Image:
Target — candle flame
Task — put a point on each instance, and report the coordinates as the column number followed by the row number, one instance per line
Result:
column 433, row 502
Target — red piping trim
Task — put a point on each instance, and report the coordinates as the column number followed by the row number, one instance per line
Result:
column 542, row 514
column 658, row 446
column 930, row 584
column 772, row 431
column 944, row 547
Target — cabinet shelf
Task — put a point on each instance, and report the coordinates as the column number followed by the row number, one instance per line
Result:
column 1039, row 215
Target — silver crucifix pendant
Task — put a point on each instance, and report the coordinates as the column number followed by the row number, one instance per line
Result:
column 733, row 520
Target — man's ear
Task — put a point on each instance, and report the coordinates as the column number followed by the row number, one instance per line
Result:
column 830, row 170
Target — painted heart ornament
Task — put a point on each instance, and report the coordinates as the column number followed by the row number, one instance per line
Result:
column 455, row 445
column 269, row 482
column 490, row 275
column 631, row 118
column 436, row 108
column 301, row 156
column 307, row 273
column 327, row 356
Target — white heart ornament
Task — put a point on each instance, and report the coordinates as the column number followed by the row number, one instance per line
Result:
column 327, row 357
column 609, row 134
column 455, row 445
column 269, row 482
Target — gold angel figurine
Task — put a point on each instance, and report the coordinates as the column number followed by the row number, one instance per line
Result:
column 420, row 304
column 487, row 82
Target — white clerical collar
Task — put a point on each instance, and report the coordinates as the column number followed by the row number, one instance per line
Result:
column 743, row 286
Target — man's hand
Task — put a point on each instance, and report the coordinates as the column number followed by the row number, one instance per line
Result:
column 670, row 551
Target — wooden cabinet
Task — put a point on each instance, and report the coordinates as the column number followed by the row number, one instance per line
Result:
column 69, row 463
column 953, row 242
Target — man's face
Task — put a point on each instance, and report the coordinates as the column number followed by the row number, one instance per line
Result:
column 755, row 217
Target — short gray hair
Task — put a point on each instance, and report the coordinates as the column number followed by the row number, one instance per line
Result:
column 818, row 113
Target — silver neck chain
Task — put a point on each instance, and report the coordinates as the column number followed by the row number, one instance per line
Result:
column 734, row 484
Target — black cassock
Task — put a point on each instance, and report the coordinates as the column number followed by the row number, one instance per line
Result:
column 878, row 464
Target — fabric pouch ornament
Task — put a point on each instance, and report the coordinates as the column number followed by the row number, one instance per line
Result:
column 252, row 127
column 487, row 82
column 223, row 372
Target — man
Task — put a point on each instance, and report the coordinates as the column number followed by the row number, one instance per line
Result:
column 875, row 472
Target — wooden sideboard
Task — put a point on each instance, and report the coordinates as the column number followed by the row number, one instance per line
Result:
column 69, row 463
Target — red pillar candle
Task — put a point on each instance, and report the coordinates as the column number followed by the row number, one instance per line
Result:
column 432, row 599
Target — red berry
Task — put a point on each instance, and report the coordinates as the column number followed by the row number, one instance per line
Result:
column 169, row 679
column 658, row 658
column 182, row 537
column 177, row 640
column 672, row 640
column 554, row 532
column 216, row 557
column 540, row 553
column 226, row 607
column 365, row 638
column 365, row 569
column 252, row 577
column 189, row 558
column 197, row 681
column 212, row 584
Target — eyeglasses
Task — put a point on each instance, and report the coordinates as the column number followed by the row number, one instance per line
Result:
┄┄┄┄┄┄
» Assignment: For every line in the listing above that contains "ornament", copy that line.

» Solution to the problem:
Target — painted heart ornament
Target — white heart ornament
Target — fabric pouch ornament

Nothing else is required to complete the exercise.